## [What you will do]
Retype the lines of the listing below exactly, starting with the line that contains "obj: player's arm | fmt: x1,y1 -> x2,y2" and going on through the line that contains "0,455 -> 30,483", both included.

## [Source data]
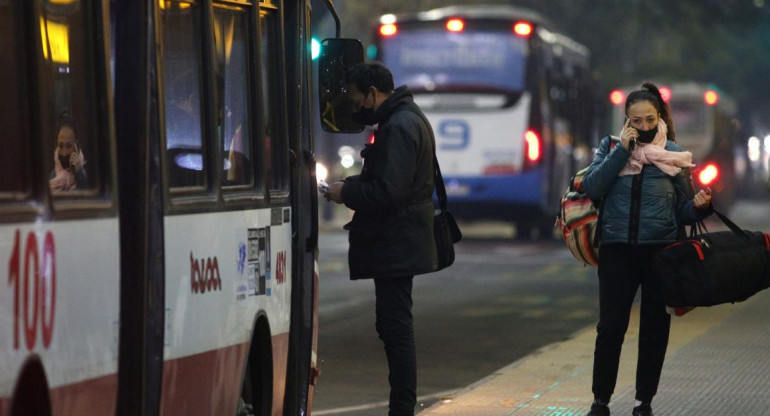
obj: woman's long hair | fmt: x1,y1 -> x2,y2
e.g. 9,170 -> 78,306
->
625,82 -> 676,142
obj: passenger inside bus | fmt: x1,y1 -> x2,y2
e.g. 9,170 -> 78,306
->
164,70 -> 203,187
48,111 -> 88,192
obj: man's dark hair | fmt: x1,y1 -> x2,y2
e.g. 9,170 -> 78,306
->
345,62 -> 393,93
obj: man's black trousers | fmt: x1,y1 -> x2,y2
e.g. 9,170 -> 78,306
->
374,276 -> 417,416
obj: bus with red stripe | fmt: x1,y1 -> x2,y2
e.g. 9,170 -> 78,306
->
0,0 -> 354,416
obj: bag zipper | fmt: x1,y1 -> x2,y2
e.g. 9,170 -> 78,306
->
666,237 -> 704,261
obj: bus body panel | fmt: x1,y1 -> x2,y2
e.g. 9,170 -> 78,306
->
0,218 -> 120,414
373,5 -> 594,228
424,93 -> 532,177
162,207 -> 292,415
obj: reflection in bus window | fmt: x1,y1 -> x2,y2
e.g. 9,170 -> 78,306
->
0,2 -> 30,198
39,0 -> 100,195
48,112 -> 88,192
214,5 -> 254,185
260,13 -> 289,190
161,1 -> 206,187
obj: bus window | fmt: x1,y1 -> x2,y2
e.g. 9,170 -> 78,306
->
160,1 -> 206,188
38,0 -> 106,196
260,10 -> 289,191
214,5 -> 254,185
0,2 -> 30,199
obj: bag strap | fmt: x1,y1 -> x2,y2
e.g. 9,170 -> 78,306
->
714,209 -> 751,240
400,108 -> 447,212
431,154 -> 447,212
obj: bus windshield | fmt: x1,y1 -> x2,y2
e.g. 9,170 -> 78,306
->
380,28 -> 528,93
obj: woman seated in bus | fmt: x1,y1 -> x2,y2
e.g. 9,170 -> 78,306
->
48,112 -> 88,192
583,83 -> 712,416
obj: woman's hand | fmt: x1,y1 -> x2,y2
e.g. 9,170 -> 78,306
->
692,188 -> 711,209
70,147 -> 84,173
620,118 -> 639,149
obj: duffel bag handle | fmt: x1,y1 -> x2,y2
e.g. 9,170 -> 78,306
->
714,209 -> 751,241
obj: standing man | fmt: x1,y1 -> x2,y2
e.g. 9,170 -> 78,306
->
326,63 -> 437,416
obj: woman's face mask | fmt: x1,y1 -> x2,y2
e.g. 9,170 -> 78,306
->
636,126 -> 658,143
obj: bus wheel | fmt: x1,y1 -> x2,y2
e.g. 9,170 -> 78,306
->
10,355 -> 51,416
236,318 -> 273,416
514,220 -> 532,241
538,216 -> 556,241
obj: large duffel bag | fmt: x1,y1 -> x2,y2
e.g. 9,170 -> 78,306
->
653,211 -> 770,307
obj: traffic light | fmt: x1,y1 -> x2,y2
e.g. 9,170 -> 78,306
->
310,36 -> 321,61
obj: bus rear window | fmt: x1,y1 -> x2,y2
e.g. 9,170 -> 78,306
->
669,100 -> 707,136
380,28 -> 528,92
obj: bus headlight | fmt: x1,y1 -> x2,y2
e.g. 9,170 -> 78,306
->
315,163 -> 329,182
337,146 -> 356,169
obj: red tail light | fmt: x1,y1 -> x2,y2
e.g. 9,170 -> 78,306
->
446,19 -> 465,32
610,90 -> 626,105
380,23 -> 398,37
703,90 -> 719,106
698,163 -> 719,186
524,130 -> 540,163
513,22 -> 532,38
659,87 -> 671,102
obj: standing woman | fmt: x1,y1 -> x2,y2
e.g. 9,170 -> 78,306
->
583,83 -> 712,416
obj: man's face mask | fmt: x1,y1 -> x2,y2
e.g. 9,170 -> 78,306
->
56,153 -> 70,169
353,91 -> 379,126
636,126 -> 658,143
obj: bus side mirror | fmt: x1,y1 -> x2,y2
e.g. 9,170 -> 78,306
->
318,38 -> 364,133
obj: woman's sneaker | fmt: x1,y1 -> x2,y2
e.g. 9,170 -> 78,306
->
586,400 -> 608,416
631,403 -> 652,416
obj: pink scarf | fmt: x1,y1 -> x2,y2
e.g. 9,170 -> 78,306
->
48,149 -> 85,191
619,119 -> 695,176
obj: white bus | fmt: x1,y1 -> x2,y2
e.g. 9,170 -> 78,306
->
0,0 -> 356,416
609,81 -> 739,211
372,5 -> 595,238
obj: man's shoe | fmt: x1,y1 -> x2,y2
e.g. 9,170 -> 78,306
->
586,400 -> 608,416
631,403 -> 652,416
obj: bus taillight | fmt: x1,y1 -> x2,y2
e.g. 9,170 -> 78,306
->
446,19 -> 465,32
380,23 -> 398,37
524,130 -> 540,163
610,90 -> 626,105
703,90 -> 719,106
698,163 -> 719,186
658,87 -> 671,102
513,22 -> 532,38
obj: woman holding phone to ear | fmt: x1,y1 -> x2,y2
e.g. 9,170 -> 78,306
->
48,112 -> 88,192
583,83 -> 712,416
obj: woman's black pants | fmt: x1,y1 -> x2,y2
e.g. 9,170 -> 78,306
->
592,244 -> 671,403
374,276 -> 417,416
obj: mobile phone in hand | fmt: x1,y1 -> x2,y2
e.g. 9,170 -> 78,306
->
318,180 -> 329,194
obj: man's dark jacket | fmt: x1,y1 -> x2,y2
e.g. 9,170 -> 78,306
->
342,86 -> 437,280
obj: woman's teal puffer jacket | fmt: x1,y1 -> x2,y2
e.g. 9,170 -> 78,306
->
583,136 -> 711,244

--

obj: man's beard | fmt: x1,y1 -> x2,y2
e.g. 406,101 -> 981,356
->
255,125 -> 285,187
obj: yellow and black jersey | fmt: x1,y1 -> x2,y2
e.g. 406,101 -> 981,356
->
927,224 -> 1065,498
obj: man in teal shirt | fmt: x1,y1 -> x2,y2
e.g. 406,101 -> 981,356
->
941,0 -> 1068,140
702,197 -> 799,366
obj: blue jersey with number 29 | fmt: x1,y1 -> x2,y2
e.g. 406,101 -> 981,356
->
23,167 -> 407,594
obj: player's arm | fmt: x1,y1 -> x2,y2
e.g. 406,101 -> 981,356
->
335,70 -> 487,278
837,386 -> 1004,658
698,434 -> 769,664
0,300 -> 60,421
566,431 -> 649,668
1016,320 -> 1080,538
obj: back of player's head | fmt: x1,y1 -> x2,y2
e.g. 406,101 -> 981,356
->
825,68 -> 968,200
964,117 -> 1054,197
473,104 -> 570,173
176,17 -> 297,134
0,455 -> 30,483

## [Answer to the problem]
obj: player's arm | fmt: x1,y1 -> x2,y2
e.g. 406,101 -> 981,356
->
335,70 -> 487,278
837,386 -> 1004,658
698,434 -> 769,664
0,300 -> 60,421
566,431 -> 649,668
1016,320 -> 1080,538
obj: back of player's head | fmt: x1,y1 -> x2,y2
e.g. 406,101 -> 981,356
->
825,68 -> 968,200
964,117 -> 1054,197
473,104 -> 570,173
176,17 -> 297,134
0,455 -> 30,483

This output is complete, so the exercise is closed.